>> begin Passage

Another way that pipes lead to basement flooding is when there is a clog or backup in the sanitary sewer system. Sewer backup in the basement can be extremely problematic and lead to water flowing from the pipes back into your home.
To avoid clogs in your home drains or toilets, it is important to only put things in them that they are fit to handle. Some items that you should never put down any drain include:
- Diapers and wipes
- Any paper products that are not toilet paper
- Pet waste
- Feminine hygiene products
- Cooking oils and grease
- Cleaning wipes
Municipal storm sewer systems can also experience backup when excess leaves and other debris clog up the pipes and start pumping water into the surrounding ground that may not be fit to handle it. This can put more pressure on pipes and foundation, creating cracks as pathways for the water to get through and into your basement.
Make sure to check all of the pipes and drains running through your basement as well. Leaky basement pipes can add to the moisture problem and even lead to other issues like mold growth in your basement.
If your basement drains are clogged this can also lead to flooding. Make sure these are clear and properly draining water from the room.
sump pump problems
It is illegal for the sump pump to offload water into the sanitary sewer system.
If your home has a sump pump, flooding issues can arise from here as well.
A sump pump is designed to help pump excess water away from the home.
When the groundwater level reaches a certain point and starts to drain into the sump pit, then the sump pump is supposed to automatically turn on and begin removing the water from the home and into the surrounding lawn or storm sewer system.
Unfortunately, just like all household systems sump pumps are not always reliable. Sump pump failure can occur due to a power outage or improper maintenance, which can then cause overflow in the sump pit and lead to basement flooding.
It is good to equip your sump pump with a backup power supply. Installing a 120 volt battery is recommended.
location of your home
If the grade of the land surrounding your home is slanted toward the house, then you are significantly more likely to endure basement flooding than if the slope was down and away from your home.
This is because that slope causes rainwater to flow directly toward your home rather than away.

>> end Passage
>> begin Dataset

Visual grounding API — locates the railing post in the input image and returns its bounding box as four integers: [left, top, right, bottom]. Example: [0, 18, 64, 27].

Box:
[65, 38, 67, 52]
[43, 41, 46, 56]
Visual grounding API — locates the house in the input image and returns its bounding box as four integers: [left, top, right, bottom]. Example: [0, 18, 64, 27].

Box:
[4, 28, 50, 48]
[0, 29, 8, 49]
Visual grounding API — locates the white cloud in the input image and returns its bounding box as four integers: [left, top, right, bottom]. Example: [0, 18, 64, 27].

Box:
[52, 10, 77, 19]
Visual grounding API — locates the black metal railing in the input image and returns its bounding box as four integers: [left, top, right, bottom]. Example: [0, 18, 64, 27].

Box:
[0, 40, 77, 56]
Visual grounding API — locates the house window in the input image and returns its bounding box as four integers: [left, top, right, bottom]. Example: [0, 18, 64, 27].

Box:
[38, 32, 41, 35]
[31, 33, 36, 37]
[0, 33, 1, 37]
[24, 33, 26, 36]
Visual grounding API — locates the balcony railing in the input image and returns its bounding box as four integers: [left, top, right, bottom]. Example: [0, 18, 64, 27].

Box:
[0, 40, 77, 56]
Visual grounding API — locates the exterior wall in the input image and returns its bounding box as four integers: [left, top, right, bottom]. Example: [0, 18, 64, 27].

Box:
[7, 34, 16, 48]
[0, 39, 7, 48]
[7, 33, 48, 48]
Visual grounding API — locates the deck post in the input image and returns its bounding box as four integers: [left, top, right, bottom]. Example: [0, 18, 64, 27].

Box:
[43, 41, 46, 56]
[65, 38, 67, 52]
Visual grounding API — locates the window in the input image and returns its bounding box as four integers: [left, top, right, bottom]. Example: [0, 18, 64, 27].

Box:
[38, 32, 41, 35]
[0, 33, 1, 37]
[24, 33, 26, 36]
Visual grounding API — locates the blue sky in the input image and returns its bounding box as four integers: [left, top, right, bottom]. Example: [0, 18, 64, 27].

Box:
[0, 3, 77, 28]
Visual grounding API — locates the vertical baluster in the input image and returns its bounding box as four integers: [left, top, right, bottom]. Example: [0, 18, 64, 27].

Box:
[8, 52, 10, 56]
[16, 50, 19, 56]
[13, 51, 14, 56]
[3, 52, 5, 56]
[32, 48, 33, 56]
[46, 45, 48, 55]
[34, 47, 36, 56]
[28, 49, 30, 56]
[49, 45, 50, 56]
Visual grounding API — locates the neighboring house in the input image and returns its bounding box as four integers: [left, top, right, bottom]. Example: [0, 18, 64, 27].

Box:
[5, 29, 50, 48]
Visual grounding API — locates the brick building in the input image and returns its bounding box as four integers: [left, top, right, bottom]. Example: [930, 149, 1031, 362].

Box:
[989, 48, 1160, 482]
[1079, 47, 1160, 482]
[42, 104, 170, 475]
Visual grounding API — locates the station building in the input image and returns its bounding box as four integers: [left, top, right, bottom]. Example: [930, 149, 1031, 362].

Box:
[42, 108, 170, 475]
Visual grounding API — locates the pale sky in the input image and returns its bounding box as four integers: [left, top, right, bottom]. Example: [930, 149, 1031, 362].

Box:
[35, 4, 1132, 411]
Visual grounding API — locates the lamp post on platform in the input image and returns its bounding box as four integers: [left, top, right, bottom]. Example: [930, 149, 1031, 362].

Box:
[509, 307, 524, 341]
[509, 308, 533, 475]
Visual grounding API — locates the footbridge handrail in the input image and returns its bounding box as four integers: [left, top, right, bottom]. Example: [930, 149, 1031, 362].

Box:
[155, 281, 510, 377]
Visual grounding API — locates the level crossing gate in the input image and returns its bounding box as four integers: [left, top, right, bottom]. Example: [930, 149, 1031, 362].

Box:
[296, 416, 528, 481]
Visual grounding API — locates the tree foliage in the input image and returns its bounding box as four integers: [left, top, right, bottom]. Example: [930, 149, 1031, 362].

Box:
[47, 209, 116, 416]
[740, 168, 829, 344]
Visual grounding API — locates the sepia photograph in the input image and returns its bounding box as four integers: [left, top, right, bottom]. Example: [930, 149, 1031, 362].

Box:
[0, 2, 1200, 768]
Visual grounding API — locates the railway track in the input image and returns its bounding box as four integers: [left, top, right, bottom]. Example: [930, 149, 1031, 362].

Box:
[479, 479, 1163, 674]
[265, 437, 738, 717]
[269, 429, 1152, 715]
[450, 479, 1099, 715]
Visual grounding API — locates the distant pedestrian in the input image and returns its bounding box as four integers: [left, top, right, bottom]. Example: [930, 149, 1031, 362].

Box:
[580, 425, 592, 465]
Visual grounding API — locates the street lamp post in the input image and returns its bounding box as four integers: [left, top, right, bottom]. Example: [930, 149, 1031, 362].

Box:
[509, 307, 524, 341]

>> end Dataset

• What you need to do: Carry the passage on basement flooding further, starting right after its final sentence. The records have nothing to do with this.

• Response to this exercise:
One way to check and see if the grade of your surrounding lawn is an issue is to walk around your house while it is raining and see if water is pooling in places next to your house. If so, then you have got a problem. This is one of those issues that does not have a quick fix.
Adjustments can be made to your lawn and the surrounding area, but these will come at a high price.
The city in which you live can also have an effect on your basement flooding issues. If you live in a large city with a lot of people living close together, storm sewers can become more easily overloaded. Living near a lake or river can also increase your chances of seeing water in the basement.
Foundations are typically made of either:
- Concrete masonry unit (CMU),
- or Stone.
Cracks can form in the foundation of your home from:
- Normal wear over time
- After enduring many storms
- Ground shifts
When groundwater levels rise above the basement, gravity will pull the water down helping it to find cracks in the foundation to seep through and lead to a wet basement.
It is smart to stay on top of this issue by frequently walking around your basement and checking the floor and walls for cracks. Be sure to seal any cracks that you find so water doesn’t seep through the floor.
The sooner you spot them, the more likely you are to prevent a large basement flooding issue.
Brand new houses are actually more vulnerable to foundation cracks than an older home. This is because new houses take time to settle, which will inevitably lead to vertical cracks in the foundation. The settling of a house can take a couple of years.
For this reason, it is good to leave the basement of a new house unfinished so you can better spot the cracks when they form before finishing it.
improper sealing of basement
Basements should be sealed to protect them from water intrusion.
There should be tar sealant lining on both sides of the foundation walls. Improper sealing can lead to water coming up through the basement floor and walls.
Just like with cracks, if your basement is not sealed properly water from heavy rains will have an opening straight into your basement.
If you think your basement walls and floor have been improperly sealed, you do have the option to have the area resealed.
weeping tile blockage
Weeping tile, or gravity foundation systems, works to keep the water levels around the foundation below any part of the basement. It does this by pulling water away from your home and into the sewer system.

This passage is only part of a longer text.